- **Given exercise**: Would you repeat the listing exactly but omit every picture?

>> BEGIN Records for this exercise

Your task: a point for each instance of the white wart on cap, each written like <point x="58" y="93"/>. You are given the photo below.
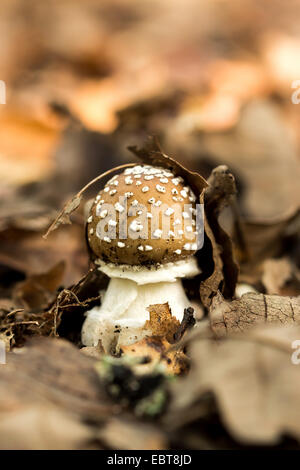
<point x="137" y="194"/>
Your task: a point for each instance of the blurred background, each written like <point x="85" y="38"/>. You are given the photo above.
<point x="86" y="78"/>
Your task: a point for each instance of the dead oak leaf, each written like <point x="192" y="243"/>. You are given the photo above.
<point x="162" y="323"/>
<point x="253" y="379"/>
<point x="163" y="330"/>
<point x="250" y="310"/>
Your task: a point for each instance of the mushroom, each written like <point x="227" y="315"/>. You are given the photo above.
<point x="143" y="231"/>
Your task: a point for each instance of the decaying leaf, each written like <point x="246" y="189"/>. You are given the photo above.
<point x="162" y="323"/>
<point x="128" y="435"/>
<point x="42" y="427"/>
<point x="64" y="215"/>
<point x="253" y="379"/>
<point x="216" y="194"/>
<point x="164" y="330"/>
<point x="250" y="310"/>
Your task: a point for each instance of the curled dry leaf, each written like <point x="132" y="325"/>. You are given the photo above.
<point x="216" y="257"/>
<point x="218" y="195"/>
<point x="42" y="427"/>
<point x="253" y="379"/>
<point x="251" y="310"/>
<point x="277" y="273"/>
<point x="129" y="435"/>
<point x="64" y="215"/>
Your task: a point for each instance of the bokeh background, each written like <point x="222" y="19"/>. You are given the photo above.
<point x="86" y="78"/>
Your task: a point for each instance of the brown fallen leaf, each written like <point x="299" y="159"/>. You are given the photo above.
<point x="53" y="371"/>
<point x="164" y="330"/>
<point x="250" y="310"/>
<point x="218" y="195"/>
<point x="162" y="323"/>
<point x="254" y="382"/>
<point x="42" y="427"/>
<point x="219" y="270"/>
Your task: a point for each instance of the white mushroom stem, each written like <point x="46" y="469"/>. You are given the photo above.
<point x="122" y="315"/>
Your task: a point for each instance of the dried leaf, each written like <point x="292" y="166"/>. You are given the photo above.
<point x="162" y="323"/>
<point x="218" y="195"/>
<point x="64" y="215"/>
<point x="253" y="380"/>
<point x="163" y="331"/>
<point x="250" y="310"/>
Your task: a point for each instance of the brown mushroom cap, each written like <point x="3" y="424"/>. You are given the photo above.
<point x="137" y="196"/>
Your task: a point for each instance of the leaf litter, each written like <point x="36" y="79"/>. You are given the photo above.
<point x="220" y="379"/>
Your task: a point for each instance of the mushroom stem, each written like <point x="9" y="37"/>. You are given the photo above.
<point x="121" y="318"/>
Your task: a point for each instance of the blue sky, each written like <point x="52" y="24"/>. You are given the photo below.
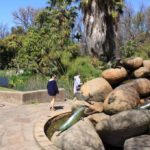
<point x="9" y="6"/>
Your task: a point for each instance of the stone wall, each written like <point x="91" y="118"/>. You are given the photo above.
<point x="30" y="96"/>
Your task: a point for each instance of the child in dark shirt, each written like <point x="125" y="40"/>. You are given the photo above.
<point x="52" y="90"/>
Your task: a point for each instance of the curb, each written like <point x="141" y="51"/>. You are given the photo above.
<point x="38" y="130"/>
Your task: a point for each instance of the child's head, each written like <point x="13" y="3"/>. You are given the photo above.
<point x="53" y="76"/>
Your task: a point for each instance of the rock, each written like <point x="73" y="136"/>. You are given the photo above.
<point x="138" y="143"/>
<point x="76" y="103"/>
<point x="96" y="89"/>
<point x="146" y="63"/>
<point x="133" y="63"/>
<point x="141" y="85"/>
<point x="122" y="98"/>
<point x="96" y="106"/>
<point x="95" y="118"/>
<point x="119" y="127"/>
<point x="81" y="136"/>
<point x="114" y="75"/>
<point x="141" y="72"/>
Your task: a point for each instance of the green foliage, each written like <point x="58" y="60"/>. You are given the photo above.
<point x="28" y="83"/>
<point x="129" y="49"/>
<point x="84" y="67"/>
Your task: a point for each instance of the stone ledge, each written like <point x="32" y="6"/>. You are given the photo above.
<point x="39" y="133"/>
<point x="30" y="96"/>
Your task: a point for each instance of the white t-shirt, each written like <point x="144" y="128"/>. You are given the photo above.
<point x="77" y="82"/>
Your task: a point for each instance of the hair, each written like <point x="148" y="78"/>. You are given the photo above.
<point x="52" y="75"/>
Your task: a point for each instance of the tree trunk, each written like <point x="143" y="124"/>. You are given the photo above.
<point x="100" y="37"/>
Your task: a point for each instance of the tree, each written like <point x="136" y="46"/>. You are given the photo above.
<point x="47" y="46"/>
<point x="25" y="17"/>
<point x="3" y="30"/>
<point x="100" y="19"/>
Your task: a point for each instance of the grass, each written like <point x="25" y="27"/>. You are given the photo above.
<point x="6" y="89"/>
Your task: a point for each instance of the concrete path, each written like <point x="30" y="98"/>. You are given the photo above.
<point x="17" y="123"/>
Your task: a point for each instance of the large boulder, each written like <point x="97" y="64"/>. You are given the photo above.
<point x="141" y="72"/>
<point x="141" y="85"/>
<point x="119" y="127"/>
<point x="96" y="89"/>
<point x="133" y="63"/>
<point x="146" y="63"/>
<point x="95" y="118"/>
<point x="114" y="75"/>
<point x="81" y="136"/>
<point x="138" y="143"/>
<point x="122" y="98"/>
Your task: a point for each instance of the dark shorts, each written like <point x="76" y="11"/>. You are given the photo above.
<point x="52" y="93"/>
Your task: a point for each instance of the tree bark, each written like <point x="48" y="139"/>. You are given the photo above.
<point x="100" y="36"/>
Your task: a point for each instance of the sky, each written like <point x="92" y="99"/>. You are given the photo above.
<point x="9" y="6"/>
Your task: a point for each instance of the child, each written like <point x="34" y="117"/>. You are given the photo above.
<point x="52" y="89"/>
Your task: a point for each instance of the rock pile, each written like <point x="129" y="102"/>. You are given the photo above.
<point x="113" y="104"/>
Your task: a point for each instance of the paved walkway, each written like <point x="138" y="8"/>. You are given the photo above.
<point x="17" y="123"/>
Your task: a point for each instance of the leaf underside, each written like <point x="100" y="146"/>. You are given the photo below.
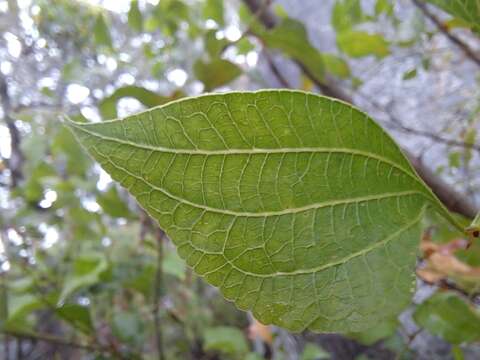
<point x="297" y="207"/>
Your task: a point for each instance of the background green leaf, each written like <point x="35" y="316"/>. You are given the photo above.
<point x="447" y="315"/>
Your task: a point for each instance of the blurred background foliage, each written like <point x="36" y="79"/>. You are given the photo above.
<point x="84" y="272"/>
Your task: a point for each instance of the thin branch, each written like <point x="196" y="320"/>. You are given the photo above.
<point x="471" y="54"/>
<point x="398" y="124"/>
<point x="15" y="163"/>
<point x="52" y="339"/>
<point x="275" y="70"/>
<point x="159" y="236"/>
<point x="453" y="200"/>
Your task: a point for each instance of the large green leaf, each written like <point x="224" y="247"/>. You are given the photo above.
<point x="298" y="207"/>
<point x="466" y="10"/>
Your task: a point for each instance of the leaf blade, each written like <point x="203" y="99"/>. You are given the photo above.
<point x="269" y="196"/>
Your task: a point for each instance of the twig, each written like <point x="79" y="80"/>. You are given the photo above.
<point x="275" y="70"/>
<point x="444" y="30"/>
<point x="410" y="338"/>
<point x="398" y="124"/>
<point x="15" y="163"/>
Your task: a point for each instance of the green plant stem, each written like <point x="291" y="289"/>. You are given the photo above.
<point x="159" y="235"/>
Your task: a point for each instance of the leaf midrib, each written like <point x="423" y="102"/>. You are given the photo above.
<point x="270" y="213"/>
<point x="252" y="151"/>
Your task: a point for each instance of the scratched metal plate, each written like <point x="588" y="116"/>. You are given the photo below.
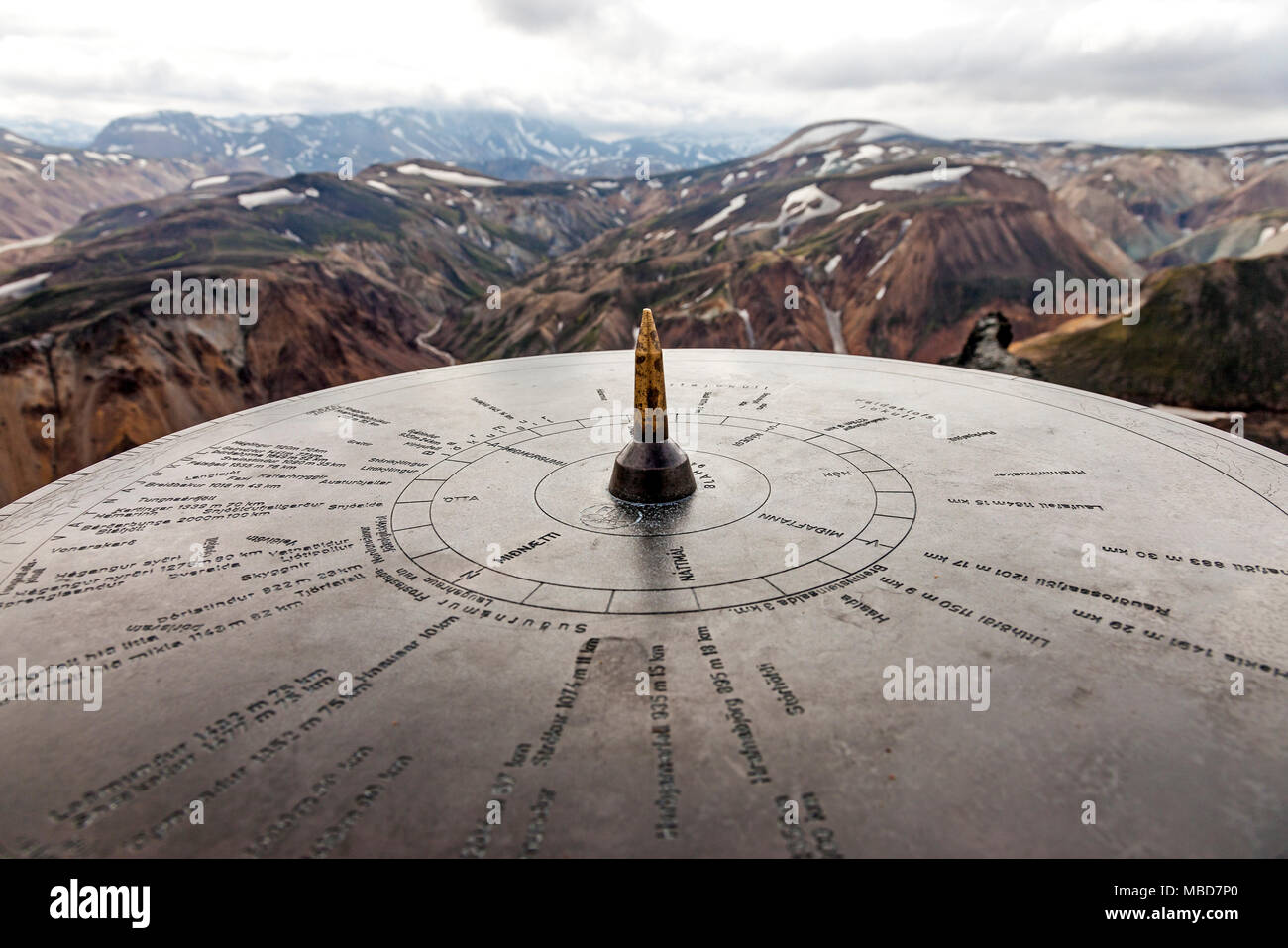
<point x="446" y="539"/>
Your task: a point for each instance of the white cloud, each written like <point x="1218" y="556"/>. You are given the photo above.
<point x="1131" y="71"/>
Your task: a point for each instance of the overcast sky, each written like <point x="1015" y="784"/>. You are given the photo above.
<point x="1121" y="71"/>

>> END Records for this exercise

- **Result of the exercise**:
Your task: a point for each instance of the white wart on cap, each written like <point x="58" y="93"/>. You are given the photo below.
<point x="137" y="194"/>
Your task: a point for each instance of the blurred background, each written like <point x="85" y="38"/>. You are given the photo above.
<point x="86" y="78"/>
Your task: a point for each instance of the dead oak leaf, each written like <point x="192" y="243"/>. You are given the photo above.
<point x="162" y="323"/>
<point x="253" y="379"/>
<point x="163" y="330"/>
<point x="250" y="310"/>
Your task: a point for each instance of the mushroom, each written like <point x="227" y="315"/>. You are given the photo above.
<point x="143" y="231"/>
Your task: a point for each instance of the decaying leaf, each written like <point x="246" y="189"/>. You are given the photo above.
<point x="162" y="323"/>
<point x="128" y="435"/>
<point x="42" y="427"/>
<point x="64" y="215"/>
<point x="253" y="379"/>
<point x="216" y="194"/>
<point x="164" y="330"/>
<point x="250" y="310"/>
Your task: a point for each instance of the curled dry leaf, each written like <point x="132" y="325"/>. You are given the photo above.
<point x="216" y="257"/>
<point x="218" y="195"/>
<point x="42" y="427"/>
<point x="253" y="379"/>
<point x="251" y="310"/>
<point x="277" y="273"/>
<point x="129" y="435"/>
<point x="64" y="215"/>
Your task: a point for each instance of the bokeh background, each written like <point x="222" y="19"/>. You are given the photo above.
<point x="86" y="78"/>
Your task: a point for each instance of the brown fallen leaf, each written like <point x="299" y="159"/>. You are given the photo above.
<point x="53" y="371"/>
<point x="164" y="330"/>
<point x="250" y="310"/>
<point x="218" y="195"/>
<point x="162" y="323"/>
<point x="254" y="382"/>
<point x="42" y="427"/>
<point x="219" y="270"/>
Your task: a point for each instance of the white mushroom stem, each written like <point x="46" y="469"/>. You are given the photo above.
<point x="122" y="315"/>
Your task: a point for each instance of the dried leaf, each written like <point x="292" y="166"/>. You are given the photo above.
<point x="162" y="323"/>
<point x="218" y="195"/>
<point x="64" y="215"/>
<point x="253" y="380"/>
<point x="163" y="331"/>
<point x="250" y="310"/>
Your task: a point for each instance of the brown mushroom cap, each written like <point x="3" y="424"/>. You are given the photo above.
<point x="137" y="196"/>
Your task: a point for each instance of the leaf litter, each written like <point x="36" y="79"/>. You are given the photo above.
<point x="220" y="379"/>
Your task: a point for each instance of the mushroom stem, each written like <point x="9" y="37"/>. You are given the photo above.
<point x="121" y="318"/>
Your task: a point for each instance of the blue sky, each written like <point x="52" y="24"/>. You are given the photo below.
<point x="9" y="6"/>
Your task: a point for each instance of the stone wall, each written like <point x="91" y="118"/>. You are given the photo above.
<point x="30" y="96"/>
Your task: a point for each instance of the child in dark shirt, each written like <point x="125" y="40"/>. You are given the photo above.
<point x="52" y="90"/>
Your task: a point for each instance of the curb, each written like <point x="141" y="51"/>. You are given the photo above.
<point x="38" y="130"/>
Your task: a point for each instance of the child's head, each written like <point x="13" y="3"/>. You are given the photo above.
<point x="53" y="76"/>
Your task: a point for each instance of the rock, each written like <point x="73" y="136"/>. You are given the photo above.
<point x="138" y="143"/>
<point x="76" y="103"/>
<point x="96" y="89"/>
<point x="146" y="63"/>
<point x="133" y="63"/>
<point x="141" y="85"/>
<point x="122" y="98"/>
<point x="96" y="106"/>
<point x="95" y="118"/>
<point x="119" y="127"/>
<point x="81" y="136"/>
<point x="114" y="75"/>
<point x="141" y="72"/>
Your task: a point for each instance of the green foliage, each written like <point x="58" y="60"/>. You are given the photo above.
<point x="28" y="83"/>
<point x="129" y="49"/>
<point x="84" y="67"/>
Your task: a point for each instance of the stone ledge, each written like <point x="32" y="6"/>. You are given the photo above.
<point x="39" y="133"/>
<point x="30" y="96"/>
Your task: a point for each instance of the white t-shirt, each written like <point x="144" y="128"/>. You are given the photo above.
<point x="77" y="82"/>
Your task: a point for each instance of the hair, each written like <point x="148" y="78"/>. You are given the photo above.
<point x="52" y="75"/>
Your task: a point for each instance of the tree trunk, each written like <point x="143" y="124"/>. You are given the photo above.
<point x="100" y="37"/>
Your task: a point for each instance of the tree, each written like <point x="136" y="46"/>. You are given the photo above.
<point x="47" y="46"/>
<point x="25" y="17"/>
<point x="3" y="30"/>
<point x="100" y="19"/>
Your task: a point for each instance of the grass, each written like <point x="25" y="27"/>. You are given the photo above.
<point x="6" y="89"/>
Your task: a point for each instance of the concrete path, each written like <point x="30" y="98"/>. You are given the photo above.
<point x="17" y="123"/>
Your task: a point for each instance of the large boulder, each written like <point x="97" y="64"/>. You are given the photo above.
<point x="141" y="72"/>
<point x="141" y="85"/>
<point x="119" y="127"/>
<point x="96" y="89"/>
<point x="133" y="63"/>
<point x="146" y="63"/>
<point x="95" y="118"/>
<point x="114" y="75"/>
<point x="81" y="136"/>
<point x="138" y="143"/>
<point x="122" y="98"/>
Your task: a point for each instance of the dark shorts, each written like <point x="76" y="11"/>. You are given the photo above.
<point x="52" y="93"/>
Your task: a point for each instance of the tree bark, each written like <point x="48" y="139"/>. You are given the photo above.
<point x="100" y="36"/>
Your task: a point for each instance of the sky, each written like <point x="92" y="99"/>. You are given the photo above.
<point x="9" y="6"/>
Your task: a point for each instance of the child, each written like <point x="34" y="117"/>. You are given the photo above.
<point x="52" y="89"/>
Your task: a point for each instance of the rock pile, each written like <point x="129" y="102"/>. You are given the photo above.
<point x="113" y="104"/>
Your task: a point for each instance of the paved walkway, each written like <point x="138" y="8"/>. You are given the photo above.
<point x="17" y="123"/>
Your task: a point for each instance of the leaf underside, each written like <point x="100" y="146"/>. You are given the photo below.
<point x="297" y="207"/>
Your task: a point for each instance of the background green leaf, each written like <point x="35" y="316"/>. You are given the photo above.
<point x="447" y="315"/>
Your task: a point for each instance of the blurred background foliage, each written like <point x="36" y="79"/>. You are given the photo above.
<point x="84" y="272"/>
Your task: a point for each instance of the thin branch, each written like <point x="196" y="320"/>. You are given the photo above.
<point x="471" y="54"/>
<point x="398" y="124"/>
<point x="15" y="163"/>
<point x="52" y="339"/>
<point x="275" y="70"/>
<point x="159" y="236"/>
<point x="453" y="200"/>
Your task: a point for each instance of the large green leaf, each written like <point x="224" y="247"/>. You are given the photo above.
<point x="298" y="207"/>
<point x="466" y="10"/>
Your task: a point for each instance of the leaf blade, each written like <point x="203" y="99"/>. You are given the photo above.
<point x="269" y="196"/>
Your task: a point for each instance of the twig, each written like <point x="79" y="80"/>. You are given the photo above.
<point x="275" y="70"/>
<point x="444" y="30"/>
<point x="410" y="338"/>
<point x="398" y="124"/>
<point x="15" y="163"/>
Your task: a point for each instance of the green plant stem, each written like <point x="291" y="289"/>. You are given the photo above.
<point x="159" y="235"/>
Your task: a point for each instance of the leaf midrib, each written like <point x="423" y="102"/>. You are given the photo above.
<point x="270" y="213"/>
<point x="252" y="151"/>
Your task: a point for each instance of the scratched metal plate, each written like <point x="588" y="116"/>. You are given the photo below.
<point x="446" y="539"/>
Your task: a point for each instance of the white cloud, each written like <point x="1218" y="556"/>. You are given the photo above.
<point x="1131" y="71"/>
Your task: a point for each instance of the overcast sky, each written like <point x="1015" y="784"/>. You are given the photo above.
<point x="1121" y="71"/>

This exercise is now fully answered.